-- Assignment --
Each line of the listing below should be restated word for word.

━━━ Exercise material

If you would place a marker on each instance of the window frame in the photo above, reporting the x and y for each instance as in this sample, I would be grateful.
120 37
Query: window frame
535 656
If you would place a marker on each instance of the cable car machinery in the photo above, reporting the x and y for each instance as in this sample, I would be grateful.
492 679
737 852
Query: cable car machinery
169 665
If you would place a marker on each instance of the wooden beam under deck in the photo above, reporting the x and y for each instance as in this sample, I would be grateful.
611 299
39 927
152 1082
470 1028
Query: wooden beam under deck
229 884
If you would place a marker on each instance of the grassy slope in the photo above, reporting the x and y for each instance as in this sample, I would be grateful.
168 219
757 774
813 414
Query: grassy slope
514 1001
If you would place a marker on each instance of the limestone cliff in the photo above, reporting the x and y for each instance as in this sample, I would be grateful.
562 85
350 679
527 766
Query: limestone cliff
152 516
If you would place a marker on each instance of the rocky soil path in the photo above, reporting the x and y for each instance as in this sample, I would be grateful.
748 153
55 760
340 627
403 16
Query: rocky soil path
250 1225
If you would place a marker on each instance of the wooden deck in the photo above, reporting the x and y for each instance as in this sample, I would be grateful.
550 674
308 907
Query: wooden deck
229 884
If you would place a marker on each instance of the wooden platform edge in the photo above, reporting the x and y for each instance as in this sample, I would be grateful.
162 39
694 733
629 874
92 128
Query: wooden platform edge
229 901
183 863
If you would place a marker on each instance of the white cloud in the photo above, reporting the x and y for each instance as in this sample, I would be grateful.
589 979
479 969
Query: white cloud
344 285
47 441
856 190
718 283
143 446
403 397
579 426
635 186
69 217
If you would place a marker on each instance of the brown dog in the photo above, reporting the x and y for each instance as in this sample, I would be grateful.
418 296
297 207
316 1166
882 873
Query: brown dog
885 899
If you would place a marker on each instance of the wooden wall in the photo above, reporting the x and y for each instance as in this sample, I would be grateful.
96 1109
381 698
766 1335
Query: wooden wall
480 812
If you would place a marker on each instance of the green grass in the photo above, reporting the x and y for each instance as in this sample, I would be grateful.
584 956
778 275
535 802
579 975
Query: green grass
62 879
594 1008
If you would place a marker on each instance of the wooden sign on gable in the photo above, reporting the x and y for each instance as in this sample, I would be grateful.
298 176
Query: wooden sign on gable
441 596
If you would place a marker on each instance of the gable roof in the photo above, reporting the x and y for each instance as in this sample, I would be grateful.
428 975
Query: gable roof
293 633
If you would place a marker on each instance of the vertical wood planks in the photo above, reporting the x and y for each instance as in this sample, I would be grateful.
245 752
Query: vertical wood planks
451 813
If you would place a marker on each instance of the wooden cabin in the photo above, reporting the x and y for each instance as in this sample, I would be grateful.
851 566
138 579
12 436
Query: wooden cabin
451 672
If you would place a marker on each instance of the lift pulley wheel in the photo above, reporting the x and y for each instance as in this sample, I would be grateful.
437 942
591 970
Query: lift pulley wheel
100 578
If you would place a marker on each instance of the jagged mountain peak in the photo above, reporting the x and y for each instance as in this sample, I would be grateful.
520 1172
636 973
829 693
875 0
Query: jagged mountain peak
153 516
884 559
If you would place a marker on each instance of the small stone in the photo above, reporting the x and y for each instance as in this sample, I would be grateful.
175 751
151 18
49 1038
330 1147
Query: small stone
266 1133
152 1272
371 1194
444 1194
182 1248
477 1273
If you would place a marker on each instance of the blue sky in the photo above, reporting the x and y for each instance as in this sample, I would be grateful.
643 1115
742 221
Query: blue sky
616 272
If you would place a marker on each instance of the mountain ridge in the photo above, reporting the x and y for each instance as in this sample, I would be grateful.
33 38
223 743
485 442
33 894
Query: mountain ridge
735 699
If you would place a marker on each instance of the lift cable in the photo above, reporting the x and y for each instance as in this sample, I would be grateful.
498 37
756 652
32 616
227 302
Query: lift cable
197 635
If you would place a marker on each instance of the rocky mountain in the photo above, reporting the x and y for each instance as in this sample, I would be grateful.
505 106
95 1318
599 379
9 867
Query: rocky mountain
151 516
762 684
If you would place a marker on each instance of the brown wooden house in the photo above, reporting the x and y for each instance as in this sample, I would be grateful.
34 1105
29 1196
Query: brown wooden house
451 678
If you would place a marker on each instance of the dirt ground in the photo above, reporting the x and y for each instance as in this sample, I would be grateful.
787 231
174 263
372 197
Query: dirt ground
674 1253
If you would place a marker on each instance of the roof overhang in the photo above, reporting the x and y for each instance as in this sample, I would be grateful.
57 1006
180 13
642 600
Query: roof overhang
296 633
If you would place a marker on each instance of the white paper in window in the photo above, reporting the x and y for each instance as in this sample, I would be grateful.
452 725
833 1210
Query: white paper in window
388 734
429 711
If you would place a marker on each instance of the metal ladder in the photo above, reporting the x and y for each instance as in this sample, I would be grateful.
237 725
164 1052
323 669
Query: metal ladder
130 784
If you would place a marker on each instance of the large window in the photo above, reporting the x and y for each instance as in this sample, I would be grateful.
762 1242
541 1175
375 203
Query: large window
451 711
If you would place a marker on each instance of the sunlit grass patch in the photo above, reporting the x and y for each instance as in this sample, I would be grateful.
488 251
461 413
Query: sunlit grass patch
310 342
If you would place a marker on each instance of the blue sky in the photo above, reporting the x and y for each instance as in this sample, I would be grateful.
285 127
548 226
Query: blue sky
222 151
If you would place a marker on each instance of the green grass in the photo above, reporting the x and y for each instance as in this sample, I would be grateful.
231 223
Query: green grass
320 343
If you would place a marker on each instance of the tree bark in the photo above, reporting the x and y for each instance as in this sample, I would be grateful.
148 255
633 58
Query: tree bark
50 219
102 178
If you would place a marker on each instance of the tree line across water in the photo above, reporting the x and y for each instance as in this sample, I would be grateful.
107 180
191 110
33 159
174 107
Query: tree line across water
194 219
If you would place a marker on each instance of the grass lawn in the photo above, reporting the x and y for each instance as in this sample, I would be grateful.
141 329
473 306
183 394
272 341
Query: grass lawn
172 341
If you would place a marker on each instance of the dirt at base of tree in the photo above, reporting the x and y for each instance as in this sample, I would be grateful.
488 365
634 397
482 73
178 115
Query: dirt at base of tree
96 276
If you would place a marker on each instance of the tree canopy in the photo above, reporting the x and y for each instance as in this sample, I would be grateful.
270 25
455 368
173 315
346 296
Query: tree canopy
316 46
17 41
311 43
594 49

━━━━━━

-- Problem solution --
If you would place a marker on each instance of the window frame in the photo above, reporting the x and y for each instance as in this sample, I would be grateful.
120 37
Query: window frame
535 656
If you would place a marker on each instance of the cable car machinery in the photo above, reporting the x and y for each instance as in this sample, I would be grateful.
492 679
737 852
Query: cable car machinery
169 665
If you would place a marker on each instance of the wooden beam under deck in the photo above, reporting the x and y for each instance as in this sample, I would be grateful.
611 299
39 927
152 1082
470 1028
Query: wooden beam under deck
229 884
If you would place a marker on each instance of the grassy slope in the photo above, reporting the x and y for each instance as in this sample, I would be grateful.
168 219
757 774
813 414
Query: grassy slope
514 1001
If you would place a marker on each instance of the limestone cliff in the photo above, reporting the x and y for each instance as in this sample, I would be grateful.
562 85
350 679
527 766
Query: limestone cliff
152 516
If you would place a marker on each instance of the rocky soil path in the photo above, reporting the x and y for each instance as in this sample, I would be grateful.
748 153
55 760
340 627
403 16
Query: rocky soil path
250 1225
If you would place a marker on each instance of the wooden deck in the photo above, reporting the x and y for each instance as in this sample, I would be grateful.
550 674
308 907
Query: wooden deck
229 884
If you would place a marker on each instance of the wooden platform edge in the photo above, reporting the x and y for each instance as in this sample, I would be grateful.
162 39
694 733
629 874
92 128
Query: wooden platform edge
229 901
183 863
If you would place a marker on each instance of the white cloud in the photo above, reporting the x and y for each instance as in this sample, I would be grateful.
589 979
479 969
Query: white cloud
344 285
47 441
856 190
718 283
143 446
403 397
579 426
635 186
69 217
If you would place a marker on each instance of the brown dog in the photo above, reporting the x and y for each instance as in this sample, I would be grateful.
418 296
297 207
316 1166
882 873
Query: brown dog
885 899
If you would place a marker on each instance of the wooden wall in the photo above, reporting the x and y for each instance as in this sample, I would be grateful.
96 1109
381 698
766 1335
Query: wooden wall
480 812
If you would place a marker on each instance of the green grass in the photo above, reporting the x and y for each instance as in this sample, I would be grateful.
584 956
778 275
535 802
579 975
Query: green grass
62 879
594 1008
If you would place a marker on each instance of the wooden sign on gable in the photo above, reporting the x and y for each instance as in this sample, I would be grateful.
298 176
Query: wooden sign on gable
441 596
If you would place a marker on each instance of the gable roof in the photo above, reporting the x and y for each instance as in this sample, I would be grateful.
428 975
Query: gable roof
293 633
If you would place a marker on each instance of the vertical wood planks in the photo above, reporting the x and y for each instance as in this sample, I would be grateful.
245 752
Query: vertical wood planks
451 813
If you would place a marker on each instance of the wooden cabin in the photo above, reporting the x and y for each instance as in this sample, I would be grateful.
851 566
138 579
12 436
Query: wooden cabin
451 672
If you would place a marker on each instance of the lift pulley wheel in the photo above, reporting the x and y for each instance as in this sample, I would be grateful.
437 942
591 970
Query: lift pulley wheel
100 578
If you would place a marker on each instance of the jagged mountain peak in the photo above, reporting the x and y for each instance as in this sample, I would be grateful.
520 1172
636 973
829 693
875 0
Query: jagged mountain peak
153 516
884 559
If you would place a marker on each instance of the small stone in the photo above, reporting the x and y for each instance as in this sample, I would be grateful.
175 751
151 18
49 1038
330 1147
Query: small stone
266 1133
152 1272
371 1194
444 1194
182 1248
477 1273
If you would place a marker on each instance of the blue sky in the photo above, reporting the x and y for each instance as in this sample, I would be grateful.
643 1115
742 221
Query: blue sky
616 272
If you would place a marker on each instance of the mountain ridge in the photo above, reporting the x and y for each instance as in this sample, I would be grateful.
33 38
223 743
485 442
33 894
Query: mountain ridge
735 699
If you would place a marker on each instance of the lift cable in the photo above, reporting the x and y for each instance as in this sample, I would be grateful.
498 37
756 652
32 616
227 302
Query: lift cable
197 635
If you would place a marker on each instance of the rocky mountain in the photo above, reporting the x and y for each instance as in this sample, I would be grateful.
505 106
95 1318
599 379
9 867
Query: rocky mountain
151 516
762 684
If you would place a marker on each instance of the brown wooden house in the photo above, reporting the x and y for each instance as in this sample, I would be grateful.
34 1105
29 1196
Query: brown wooden house
451 678
If you would place a marker on each instance of the dirt ground in the photo above, reporting the x and y for each instance as in this sample, I would be grateful.
787 231
174 263
372 197
Query: dirt ground
674 1253
If you would place a marker on each instance of the roof overhang in the photo above, reporting the x and y for each instance as in this sample, I would be grateful.
57 1006
180 13
642 600
Query: roof overhang
296 633
If you would place a marker on each instance of the white paper in window in the photo above, reporting the x and y for each instance as in this sample, I would be grateful.
452 725
833 1210
Query: white paper in window
388 734
429 711
If you would place a marker on each instance of the metal ladder in the photo above, reporting the x and y for each instance as in this sample, I would be grateful.
237 725
164 1052
323 669
Query: metal ladder
130 784
If you would place a marker on each instance of the large window in the photo above, reporting the x and y for each instance as in this sample, I would be grateful.
762 1242
541 1175
375 203
Query: large window
451 711
If you would place a marker on each instance of the sunlit grass patch in the photo above, reporting the x and y for each instance as in this sample, I would be grateful.
488 251
461 413
Query: sunlit grass patch
310 342
If you would place a marker on each instance of the blue sky in the photo above, reporting the x and y for each instance as in this sample, I would be grateful.
285 127
548 226
Query: blue sky
222 151
If you would place a marker on each instance of the green grass in the photo above, reporting the x and y for each instance as in this sample, I would be grateful.
231 223
Query: green grass
320 343
If you would place a marker on each instance of the tree bark in the photo above, reporting the x and y for each instance as in this sample, I would be grateful.
148 255
633 58
Query: tree bark
50 219
102 178
If you would place a marker on each instance of the tree line across water in the photo above, reporting the x and y for each instance as in this sample, I would be grateful.
107 180
191 110
33 159
174 107
Query: tree line across water
194 219
If you would place a marker on each instance of the grass lawn in the photo above, reporting the x and y for each instance as in this sample, I would be grateful.
141 329
473 306
183 394
272 341
Query: grass lawn
172 341
If you would place a marker on each instance of the dirt at base of tree in the photo above, reporting the x and y for each instance as in this sample, I would be grateful.
488 365
634 397
482 73
178 115
Query: dirt at base of tree
96 276
If you would place a marker on each instance of the tree canopy in the photo above, reporting the x and y for each instance as in this sample, I would be grateful.
270 25
455 368
173 315
346 296
Query: tree canopy
316 46
17 41
311 43
594 49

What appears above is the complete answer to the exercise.